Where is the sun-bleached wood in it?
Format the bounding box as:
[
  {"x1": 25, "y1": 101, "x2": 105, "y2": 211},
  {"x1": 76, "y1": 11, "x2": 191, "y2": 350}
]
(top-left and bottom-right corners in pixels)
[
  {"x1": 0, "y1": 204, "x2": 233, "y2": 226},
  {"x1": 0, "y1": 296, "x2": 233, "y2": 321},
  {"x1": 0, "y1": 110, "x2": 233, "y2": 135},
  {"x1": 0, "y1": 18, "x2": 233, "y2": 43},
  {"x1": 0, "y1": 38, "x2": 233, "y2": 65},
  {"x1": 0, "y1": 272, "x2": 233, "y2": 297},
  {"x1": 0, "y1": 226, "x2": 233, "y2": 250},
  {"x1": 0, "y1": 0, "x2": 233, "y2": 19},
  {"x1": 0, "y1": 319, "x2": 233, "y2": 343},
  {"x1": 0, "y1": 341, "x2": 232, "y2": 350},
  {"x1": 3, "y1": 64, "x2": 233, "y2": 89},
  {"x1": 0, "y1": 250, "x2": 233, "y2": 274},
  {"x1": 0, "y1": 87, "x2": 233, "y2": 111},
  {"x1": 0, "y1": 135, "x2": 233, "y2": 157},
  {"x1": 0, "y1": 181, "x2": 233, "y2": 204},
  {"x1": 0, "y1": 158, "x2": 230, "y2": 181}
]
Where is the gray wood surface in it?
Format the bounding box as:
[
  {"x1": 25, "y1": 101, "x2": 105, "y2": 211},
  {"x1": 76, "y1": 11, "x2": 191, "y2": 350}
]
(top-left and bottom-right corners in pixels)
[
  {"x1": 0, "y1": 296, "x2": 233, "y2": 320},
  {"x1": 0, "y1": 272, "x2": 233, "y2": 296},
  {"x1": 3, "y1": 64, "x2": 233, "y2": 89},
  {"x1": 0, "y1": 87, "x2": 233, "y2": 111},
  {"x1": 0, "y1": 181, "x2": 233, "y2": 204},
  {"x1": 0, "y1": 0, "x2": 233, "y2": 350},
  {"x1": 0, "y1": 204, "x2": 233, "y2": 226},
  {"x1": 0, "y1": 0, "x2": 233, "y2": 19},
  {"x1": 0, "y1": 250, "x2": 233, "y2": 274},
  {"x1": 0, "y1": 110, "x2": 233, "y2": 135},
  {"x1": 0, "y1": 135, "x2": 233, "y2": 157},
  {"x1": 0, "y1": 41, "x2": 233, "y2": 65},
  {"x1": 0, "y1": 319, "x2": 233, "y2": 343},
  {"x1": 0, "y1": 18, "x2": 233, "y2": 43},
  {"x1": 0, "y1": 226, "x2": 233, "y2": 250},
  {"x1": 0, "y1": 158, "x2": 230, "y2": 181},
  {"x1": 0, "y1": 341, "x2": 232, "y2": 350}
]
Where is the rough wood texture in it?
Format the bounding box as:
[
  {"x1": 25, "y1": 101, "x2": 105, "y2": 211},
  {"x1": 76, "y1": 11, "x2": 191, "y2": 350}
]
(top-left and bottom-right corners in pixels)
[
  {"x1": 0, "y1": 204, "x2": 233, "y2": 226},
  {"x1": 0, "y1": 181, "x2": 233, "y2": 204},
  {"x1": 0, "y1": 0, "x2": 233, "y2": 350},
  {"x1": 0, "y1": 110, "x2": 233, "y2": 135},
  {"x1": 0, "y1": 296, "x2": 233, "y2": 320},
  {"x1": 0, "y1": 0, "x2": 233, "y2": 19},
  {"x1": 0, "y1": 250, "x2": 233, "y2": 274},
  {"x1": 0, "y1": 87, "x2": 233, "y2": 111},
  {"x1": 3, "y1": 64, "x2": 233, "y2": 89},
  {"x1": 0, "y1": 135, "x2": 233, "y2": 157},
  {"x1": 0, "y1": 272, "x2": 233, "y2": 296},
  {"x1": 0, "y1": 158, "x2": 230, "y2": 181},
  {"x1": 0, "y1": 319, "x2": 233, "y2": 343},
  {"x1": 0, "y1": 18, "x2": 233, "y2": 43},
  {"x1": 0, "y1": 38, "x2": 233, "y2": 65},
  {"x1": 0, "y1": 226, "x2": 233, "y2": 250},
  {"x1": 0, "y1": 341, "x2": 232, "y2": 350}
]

· · · · ·

**Written problem:** How many lines in the records above contain the word "wood"? Reply with the number alone.

**Output of the exercise:** 3